== DOCUMENT SECTION

About those masks…

An oft-heard refrain from the masker crowd cites an imperative to "follow the science," implicitly suggesting those uneasy about being forced to wear masks are somehow intellectually deficient, or willfully ignorant.

Truth is, the maskers need to check their mask-muffled privilege, as the science is NOT on their side.

There are three essential elements to consider when making an honest appraisal of mask utility.

First, what is the nature of the infectious agent we're hoping to halt?

Regarding the nature of the coronavirus; like all viruses, it is incredibly small, tiny to the point of being submicroscopic, meaning even a lighted microscope can't see them, it takes specialized equipment to do so.

Because of its size, there is not a mask material that can prevent its movement AND permit the wearer to breathe. It's one or the other, not both.

"But Joe," you might say, "why do surgeons wear masks in the operating room?"

They realize the inability of masks to prevent virus transmission. They wear them hoping to halt the transmission of bacteria, and the occasional fleck of spittle that escapes from folks’ mouths from time to time.

You see, compared to a virus, bacteria are lumbering giants, more than 100 times larger and can be interdicted by masking. However, with the coronavirus, mandating mask use is like trying to use a chain link fence to catch a gnat. Masks are wholly ineffective against something as tiny and virulent as the coronavirus, but, that doesn’t mean they have no usefulness at all. They are still the banner of choice for gleeful virtue signaling and de jure discrimination against the “bare-faced.”

====
== DATASET SECTION

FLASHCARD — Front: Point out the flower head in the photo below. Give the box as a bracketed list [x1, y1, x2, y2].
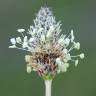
[9, 7, 84, 79]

====

| WHAT YOU WILL DO |
A. Retype the essay on masks, starting with "About those masks…" and going on through "hoping to halt?".
B. According to the essay on masks, how much larger than a virus are bacteria?
C. For each statement, say whether it agrees with the essay on masks, and quote the words that decide it.
(i) Surgeons wear masks hoping to halt the transmission of bacteria.
(ii) A lighted microscope is enough to see the coronavirus.
(iii) Four essential elements must be considered in an honest appraisal of mask utility.

| ANSWERS FOR THE TASKS |
A.
About those masks…

An oft-heard refrain from the masker crowd cites an imperative to "follow the science," implicitly suggesting those uneasy about being forced to wear masks are somehow intellectually deficient, or willfully ignorant.

Truth is, the maskers need to check their mask-muffled privilege, as the science is NOT on their side.

There are three essential elements to consider when making an honest appraisal of mask utility.

First, what is the nature of the infectious agent we're hoping to halt?

B. More than 100 times larger.

C.
(i) Yes: "They wear them hoping to halt the transmission of bacteria"
(ii) No: "even a lighted microscope can't see them, it takes specialized equipment to do so"
(iii) No: "There are three essential elements to consider when making an honest appraisal of mask utility."